↓
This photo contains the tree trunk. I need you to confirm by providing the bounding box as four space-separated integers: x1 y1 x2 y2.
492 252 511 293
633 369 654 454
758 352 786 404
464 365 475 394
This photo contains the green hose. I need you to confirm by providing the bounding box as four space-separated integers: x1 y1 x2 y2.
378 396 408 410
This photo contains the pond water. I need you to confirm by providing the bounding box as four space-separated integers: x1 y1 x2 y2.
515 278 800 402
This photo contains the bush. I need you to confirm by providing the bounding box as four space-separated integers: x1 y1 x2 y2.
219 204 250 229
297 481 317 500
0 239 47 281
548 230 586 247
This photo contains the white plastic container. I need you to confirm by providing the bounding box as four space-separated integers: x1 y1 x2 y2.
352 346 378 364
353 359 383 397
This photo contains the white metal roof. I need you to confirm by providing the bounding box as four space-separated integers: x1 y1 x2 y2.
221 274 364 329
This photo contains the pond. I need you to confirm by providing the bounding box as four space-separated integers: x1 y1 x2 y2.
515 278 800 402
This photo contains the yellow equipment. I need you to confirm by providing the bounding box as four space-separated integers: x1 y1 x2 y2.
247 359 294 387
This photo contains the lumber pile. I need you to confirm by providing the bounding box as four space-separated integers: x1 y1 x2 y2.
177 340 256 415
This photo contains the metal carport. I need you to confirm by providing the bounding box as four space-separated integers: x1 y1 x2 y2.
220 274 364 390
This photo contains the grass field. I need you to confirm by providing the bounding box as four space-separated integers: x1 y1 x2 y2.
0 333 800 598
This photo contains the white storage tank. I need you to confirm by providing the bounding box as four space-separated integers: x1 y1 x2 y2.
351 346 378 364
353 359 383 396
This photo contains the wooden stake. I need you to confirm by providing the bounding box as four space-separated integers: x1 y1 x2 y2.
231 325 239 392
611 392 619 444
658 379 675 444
↑
• What is being asked: Give every line of the entries above as a JSON list of strings, one string per line, with blank lines left out.

• Task result:
[
  "This photo contains the tree trunk. I need you to confirm by providing the bounding box as four space-separated integers: x1 y1 x2 y2.",
  "492 252 511 293",
  "633 369 654 454",
  "758 352 786 404",
  "464 365 475 394",
  "This photo contains the green hose. I need you to confirm by providing the bounding box as four space-separated integers: x1 y1 x2 y2.",
  "378 396 408 410",
  "This photo contains the pond water. I need you to confirm by providing the bounding box as four space-separated integers: x1 y1 x2 y2.",
  "515 278 800 402",
  "This photo contains the bush. I need you to confirm by providing the bounding box as four space-separated integers: x1 y1 x2 y2.",
  "219 204 250 229",
  "297 481 317 500",
  "0 239 47 281",
  "548 230 586 247",
  "This photo contains the white plastic container. I need you to confirm by providing the bounding box as four space-separated integers: x1 y1 x2 y2.",
  "352 346 378 364",
  "353 359 383 397",
  "This photo contains the white metal roof. I need you to confirm by providing the bounding box as four space-separated integers: x1 y1 x2 y2.",
  "221 274 364 329",
  "This photo contains the pond. I need you to confirm by providing the bounding box as four space-separated integers: x1 y1 x2 y2.",
  "515 278 800 402",
  "This photo contains the yellow equipment. I need you to confirm by providing the bounding box as four space-separated integers: x1 y1 x2 y2.",
  "247 359 294 387",
  "This photo contains the lumber pile. I need you to confirm by providing the bounding box as four space-separated integers: x1 y1 x2 y2.",
  "177 340 256 415",
  "This photo contains the metal carport. I need you to confirm by providing the bounding box as four space-separated integers: x1 y1 x2 y2.",
  "220 274 364 390",
  "This photo contains the grass field. I need you to confirm by providing the bounding box as four space-separated integers: x1 y1 x2 y2.",
  "0 333 800 598",
  "This photo contains the white storage tank. I need you to confirm by providing the bounding box as four space-separated integers: x1 y1 x2 y2.",
  "351 346 378 364",
  "353 359 383 396",
  "This photo contains the wooden stake. I need you to confirm by providing the bounding box as four space-separated integers: x1 y1 x2 y2.",
  "231 325 239 392",
  "611 392 619 444",
  "658 379 675 444"
]